■ **Work instruction**: Lines containing the word "sign" are the ones to copy from the records below.
************
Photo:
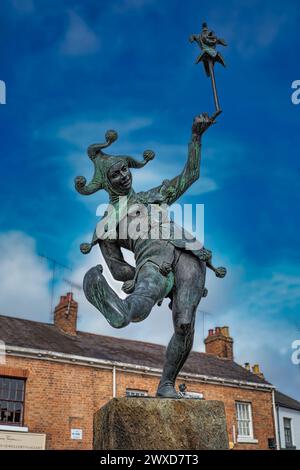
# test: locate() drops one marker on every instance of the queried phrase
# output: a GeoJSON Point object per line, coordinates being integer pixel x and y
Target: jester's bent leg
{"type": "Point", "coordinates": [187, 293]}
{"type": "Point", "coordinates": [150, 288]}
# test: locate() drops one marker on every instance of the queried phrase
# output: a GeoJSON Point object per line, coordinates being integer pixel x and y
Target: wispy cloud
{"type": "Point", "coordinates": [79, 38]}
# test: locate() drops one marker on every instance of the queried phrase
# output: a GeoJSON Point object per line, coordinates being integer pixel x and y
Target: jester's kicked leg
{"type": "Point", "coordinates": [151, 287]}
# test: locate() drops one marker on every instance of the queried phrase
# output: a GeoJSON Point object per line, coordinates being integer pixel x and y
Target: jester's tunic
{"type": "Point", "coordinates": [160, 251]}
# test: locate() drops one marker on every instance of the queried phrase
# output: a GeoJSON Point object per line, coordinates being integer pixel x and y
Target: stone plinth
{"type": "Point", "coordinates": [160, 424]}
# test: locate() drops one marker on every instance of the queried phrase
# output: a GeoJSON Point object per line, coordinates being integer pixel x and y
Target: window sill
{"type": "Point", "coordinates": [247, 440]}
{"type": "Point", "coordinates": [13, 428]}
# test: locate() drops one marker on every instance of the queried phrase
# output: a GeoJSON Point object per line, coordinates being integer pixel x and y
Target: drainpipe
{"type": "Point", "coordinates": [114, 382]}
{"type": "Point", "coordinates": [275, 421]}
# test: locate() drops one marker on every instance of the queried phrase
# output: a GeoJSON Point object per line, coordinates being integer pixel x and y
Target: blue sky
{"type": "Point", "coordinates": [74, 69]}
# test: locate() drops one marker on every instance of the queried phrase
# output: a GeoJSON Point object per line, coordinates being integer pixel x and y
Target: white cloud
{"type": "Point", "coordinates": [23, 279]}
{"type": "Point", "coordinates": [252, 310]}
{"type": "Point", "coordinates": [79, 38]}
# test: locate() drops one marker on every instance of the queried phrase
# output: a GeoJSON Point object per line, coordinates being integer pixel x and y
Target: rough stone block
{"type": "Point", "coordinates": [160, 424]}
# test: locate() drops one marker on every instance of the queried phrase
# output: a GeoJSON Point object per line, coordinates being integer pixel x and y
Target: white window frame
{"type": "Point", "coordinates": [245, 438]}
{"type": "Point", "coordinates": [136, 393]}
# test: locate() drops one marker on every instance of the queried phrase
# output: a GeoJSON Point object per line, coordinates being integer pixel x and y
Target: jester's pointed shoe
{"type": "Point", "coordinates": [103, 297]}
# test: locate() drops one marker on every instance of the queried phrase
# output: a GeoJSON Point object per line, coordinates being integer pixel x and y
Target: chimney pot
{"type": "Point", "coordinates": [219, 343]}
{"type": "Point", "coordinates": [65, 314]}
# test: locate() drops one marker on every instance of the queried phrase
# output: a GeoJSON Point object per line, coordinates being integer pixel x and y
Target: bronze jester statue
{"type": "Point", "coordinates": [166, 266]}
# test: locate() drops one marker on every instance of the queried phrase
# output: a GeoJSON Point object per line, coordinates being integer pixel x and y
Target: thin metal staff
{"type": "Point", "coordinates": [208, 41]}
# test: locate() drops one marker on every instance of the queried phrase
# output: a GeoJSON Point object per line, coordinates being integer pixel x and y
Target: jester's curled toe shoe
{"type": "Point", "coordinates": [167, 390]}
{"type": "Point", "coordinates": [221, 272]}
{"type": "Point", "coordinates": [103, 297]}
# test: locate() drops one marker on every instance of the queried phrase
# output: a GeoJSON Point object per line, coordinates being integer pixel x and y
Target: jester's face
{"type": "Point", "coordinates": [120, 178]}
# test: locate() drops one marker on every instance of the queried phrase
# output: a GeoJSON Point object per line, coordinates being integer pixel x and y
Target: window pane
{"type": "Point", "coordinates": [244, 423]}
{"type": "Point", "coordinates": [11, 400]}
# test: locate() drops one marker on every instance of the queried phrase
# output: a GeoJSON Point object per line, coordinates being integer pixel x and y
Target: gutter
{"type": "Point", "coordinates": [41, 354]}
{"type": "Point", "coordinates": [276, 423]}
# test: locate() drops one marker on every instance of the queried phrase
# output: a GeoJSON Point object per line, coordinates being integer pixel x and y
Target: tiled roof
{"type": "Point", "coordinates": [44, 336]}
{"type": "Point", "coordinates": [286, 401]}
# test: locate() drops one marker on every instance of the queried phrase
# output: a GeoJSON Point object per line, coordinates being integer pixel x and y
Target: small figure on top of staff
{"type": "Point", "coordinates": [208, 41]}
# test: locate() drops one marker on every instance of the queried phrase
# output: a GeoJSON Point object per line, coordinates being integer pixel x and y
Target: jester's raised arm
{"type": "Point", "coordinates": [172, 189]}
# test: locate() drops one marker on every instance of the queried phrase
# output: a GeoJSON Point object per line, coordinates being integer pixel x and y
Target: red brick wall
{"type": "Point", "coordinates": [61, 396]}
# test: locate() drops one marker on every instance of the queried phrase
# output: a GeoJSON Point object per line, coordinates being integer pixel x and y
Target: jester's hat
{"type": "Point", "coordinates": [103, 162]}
************
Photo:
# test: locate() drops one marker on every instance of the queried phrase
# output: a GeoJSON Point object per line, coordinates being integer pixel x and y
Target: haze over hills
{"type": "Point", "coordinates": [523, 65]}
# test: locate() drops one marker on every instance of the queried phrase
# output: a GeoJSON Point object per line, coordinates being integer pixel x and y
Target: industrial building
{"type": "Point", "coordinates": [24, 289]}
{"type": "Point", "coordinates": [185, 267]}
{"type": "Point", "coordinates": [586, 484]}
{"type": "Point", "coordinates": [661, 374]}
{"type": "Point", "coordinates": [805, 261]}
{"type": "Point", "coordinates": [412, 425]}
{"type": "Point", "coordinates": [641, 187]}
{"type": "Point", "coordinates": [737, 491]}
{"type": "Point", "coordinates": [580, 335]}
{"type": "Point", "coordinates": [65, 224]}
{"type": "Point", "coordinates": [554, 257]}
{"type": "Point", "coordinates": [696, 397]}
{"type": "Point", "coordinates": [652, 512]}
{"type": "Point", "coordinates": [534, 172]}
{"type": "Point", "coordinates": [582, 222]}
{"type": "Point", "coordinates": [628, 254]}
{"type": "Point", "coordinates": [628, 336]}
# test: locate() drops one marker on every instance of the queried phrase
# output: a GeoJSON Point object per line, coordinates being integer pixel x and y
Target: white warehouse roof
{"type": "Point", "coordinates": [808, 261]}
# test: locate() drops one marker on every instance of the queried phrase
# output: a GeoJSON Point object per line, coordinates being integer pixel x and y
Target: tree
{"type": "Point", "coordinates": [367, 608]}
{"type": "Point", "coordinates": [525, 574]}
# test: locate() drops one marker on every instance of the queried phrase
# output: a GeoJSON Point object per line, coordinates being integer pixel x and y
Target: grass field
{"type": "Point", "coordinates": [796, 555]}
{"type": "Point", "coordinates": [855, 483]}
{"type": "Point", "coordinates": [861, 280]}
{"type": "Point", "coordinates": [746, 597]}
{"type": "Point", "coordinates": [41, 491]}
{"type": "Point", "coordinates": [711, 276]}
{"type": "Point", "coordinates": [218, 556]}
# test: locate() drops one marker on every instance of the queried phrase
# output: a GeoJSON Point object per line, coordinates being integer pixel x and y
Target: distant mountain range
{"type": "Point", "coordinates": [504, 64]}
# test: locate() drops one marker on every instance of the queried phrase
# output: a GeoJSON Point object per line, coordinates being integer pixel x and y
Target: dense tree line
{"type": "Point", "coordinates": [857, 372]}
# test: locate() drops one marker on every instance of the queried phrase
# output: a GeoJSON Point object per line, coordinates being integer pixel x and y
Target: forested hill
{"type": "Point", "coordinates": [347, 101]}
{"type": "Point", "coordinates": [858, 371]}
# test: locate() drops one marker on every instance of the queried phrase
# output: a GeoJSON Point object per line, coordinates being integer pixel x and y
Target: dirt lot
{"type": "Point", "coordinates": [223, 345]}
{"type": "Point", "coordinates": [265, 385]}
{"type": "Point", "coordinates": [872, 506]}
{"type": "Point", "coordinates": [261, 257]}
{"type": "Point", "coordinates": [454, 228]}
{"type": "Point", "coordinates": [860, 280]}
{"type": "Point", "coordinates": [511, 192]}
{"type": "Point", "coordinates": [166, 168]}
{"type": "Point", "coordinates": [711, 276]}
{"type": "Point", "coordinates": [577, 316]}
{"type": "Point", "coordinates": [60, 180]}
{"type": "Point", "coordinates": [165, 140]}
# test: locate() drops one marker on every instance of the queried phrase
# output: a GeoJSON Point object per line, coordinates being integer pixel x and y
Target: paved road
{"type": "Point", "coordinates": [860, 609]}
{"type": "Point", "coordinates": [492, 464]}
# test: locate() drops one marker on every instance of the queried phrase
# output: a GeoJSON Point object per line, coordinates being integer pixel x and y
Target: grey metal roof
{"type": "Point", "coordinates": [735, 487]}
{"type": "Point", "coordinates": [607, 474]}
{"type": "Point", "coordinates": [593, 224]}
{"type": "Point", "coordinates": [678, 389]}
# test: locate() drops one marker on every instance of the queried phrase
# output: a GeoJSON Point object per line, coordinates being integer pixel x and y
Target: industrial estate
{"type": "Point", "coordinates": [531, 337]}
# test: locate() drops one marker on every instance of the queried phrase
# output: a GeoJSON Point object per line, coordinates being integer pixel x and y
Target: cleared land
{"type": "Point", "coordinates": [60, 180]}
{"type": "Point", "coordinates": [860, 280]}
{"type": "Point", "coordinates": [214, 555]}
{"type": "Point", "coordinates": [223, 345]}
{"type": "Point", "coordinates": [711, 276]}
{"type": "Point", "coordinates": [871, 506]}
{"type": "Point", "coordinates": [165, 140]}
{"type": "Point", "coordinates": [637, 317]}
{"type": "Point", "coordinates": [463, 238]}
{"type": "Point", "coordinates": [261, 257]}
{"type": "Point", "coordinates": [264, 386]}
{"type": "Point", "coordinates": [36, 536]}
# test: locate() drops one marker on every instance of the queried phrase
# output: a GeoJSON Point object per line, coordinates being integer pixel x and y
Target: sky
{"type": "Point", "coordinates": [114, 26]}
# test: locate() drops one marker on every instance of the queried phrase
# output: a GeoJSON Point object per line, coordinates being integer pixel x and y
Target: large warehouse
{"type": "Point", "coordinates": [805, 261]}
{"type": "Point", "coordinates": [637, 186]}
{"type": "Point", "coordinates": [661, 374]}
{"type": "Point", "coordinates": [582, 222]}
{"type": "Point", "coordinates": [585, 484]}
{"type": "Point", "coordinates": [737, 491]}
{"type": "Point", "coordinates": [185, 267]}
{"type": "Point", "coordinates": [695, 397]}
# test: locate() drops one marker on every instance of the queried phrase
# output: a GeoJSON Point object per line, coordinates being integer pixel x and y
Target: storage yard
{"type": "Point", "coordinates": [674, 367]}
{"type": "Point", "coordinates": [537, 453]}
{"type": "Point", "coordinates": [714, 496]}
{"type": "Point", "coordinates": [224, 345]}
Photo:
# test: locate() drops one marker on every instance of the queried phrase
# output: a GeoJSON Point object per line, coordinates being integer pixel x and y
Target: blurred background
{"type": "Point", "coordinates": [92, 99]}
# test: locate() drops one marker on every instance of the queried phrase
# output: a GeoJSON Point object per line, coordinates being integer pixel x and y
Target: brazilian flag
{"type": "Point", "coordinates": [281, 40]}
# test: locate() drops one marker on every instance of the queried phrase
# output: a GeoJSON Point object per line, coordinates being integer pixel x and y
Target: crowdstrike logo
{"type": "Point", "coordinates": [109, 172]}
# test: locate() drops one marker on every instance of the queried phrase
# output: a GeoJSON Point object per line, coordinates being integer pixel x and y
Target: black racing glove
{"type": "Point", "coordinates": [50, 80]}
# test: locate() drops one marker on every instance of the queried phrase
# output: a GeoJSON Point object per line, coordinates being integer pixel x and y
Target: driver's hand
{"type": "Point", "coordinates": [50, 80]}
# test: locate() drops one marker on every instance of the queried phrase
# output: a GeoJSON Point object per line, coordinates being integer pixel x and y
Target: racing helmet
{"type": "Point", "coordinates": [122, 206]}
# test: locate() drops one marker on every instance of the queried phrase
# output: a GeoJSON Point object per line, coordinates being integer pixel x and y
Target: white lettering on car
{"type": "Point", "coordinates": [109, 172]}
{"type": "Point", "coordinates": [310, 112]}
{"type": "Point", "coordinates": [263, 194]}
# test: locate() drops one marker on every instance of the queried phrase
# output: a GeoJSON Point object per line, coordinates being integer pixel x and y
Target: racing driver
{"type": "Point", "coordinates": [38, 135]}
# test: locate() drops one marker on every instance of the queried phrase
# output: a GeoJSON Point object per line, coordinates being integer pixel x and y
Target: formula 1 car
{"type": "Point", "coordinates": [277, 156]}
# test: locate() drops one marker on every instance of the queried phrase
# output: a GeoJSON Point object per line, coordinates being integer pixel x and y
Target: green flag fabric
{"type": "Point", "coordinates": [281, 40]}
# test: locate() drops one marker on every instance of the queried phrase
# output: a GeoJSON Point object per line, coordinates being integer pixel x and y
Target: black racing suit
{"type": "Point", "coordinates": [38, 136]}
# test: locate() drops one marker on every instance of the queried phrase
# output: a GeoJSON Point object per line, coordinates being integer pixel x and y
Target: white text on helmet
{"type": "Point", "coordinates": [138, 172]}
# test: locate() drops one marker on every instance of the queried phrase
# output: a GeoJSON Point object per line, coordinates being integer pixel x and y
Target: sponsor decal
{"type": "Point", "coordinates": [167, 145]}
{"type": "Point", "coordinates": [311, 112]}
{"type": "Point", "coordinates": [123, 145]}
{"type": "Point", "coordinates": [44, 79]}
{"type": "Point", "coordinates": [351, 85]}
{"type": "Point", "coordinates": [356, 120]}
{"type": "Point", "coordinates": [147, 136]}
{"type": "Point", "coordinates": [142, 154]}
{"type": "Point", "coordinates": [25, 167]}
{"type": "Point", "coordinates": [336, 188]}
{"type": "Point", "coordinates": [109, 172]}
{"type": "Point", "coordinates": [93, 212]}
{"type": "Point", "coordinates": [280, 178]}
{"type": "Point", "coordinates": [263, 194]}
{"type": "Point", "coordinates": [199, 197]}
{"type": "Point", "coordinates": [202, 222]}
************
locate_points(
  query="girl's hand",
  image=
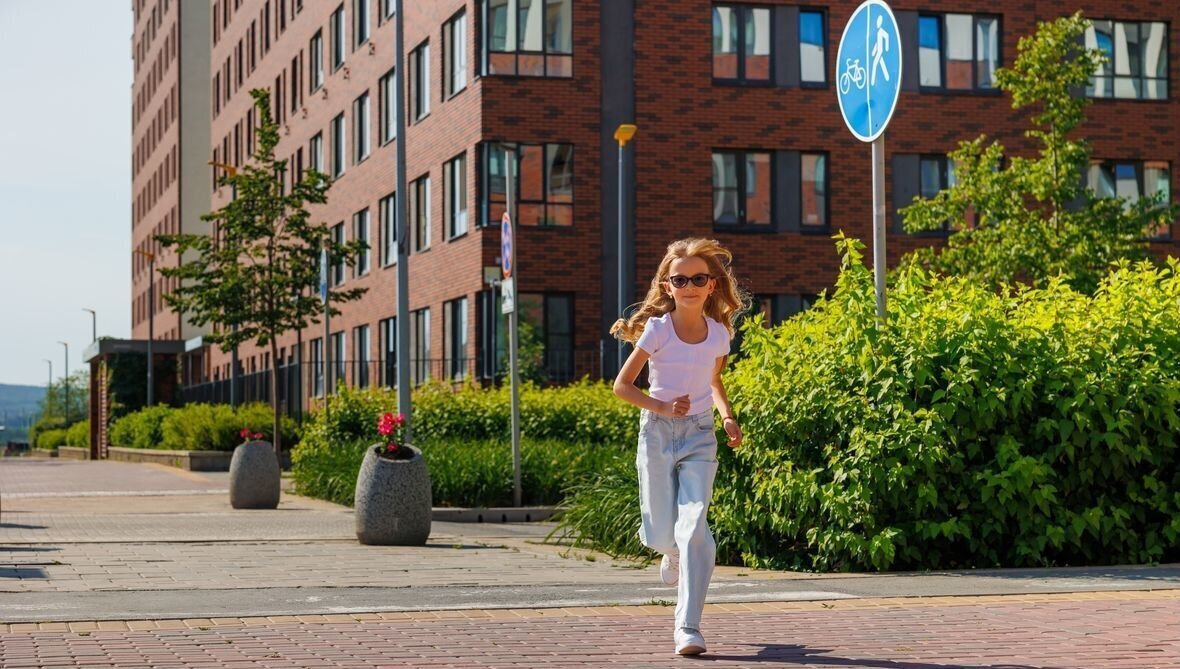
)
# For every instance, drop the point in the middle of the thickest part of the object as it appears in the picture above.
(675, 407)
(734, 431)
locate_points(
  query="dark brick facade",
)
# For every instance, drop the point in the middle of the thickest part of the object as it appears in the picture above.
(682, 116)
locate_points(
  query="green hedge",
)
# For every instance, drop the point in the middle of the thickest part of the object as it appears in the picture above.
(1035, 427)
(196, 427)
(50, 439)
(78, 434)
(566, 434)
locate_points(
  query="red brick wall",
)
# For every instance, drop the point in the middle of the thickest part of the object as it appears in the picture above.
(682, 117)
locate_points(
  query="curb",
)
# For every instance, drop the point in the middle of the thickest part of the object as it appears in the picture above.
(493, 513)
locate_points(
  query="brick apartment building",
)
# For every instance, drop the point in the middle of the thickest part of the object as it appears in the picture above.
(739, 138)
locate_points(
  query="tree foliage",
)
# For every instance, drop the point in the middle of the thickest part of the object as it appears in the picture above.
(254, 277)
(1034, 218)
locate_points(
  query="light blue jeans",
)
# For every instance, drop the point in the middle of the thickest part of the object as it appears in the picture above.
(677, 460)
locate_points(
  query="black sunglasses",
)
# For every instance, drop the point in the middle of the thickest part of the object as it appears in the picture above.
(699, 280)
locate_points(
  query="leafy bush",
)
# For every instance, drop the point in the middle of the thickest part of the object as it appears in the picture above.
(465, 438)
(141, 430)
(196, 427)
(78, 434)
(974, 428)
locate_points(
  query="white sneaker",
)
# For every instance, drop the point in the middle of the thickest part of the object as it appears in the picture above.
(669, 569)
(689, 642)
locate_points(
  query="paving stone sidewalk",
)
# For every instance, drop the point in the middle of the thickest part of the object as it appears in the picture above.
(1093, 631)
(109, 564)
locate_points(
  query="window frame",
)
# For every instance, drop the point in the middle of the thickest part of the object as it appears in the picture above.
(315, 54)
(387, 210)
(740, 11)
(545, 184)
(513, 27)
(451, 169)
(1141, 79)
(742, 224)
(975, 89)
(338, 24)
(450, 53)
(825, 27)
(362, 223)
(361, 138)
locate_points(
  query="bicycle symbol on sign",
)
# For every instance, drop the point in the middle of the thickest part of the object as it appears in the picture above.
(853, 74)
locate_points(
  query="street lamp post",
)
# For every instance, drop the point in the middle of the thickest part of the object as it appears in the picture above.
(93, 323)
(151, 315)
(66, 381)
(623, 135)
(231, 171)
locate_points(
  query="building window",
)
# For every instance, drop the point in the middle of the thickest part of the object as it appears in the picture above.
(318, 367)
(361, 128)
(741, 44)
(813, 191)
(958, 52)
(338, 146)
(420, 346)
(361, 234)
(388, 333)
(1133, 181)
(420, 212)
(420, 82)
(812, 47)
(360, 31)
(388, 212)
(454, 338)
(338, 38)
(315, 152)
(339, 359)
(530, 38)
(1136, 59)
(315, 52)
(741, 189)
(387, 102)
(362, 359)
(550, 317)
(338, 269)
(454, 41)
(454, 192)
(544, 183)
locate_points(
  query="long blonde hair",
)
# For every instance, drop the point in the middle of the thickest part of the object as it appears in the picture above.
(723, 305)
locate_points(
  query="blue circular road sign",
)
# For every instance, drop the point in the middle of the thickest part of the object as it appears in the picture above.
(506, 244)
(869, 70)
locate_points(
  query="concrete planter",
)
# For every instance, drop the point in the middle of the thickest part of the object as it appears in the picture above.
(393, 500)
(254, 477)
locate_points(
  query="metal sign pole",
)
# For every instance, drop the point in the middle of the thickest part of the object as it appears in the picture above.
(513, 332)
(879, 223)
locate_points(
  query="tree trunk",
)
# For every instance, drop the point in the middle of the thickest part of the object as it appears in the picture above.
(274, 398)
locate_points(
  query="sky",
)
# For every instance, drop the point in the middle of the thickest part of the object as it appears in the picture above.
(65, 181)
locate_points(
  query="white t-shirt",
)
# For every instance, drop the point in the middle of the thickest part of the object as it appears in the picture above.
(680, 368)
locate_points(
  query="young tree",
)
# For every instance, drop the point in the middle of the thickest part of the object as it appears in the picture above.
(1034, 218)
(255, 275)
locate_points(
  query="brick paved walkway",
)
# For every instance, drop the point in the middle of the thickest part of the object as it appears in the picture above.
************
■ **Exercise response**:
  query="bicycle symbol on sign",
  query="blue circular road sign",
  query="metal sign pole",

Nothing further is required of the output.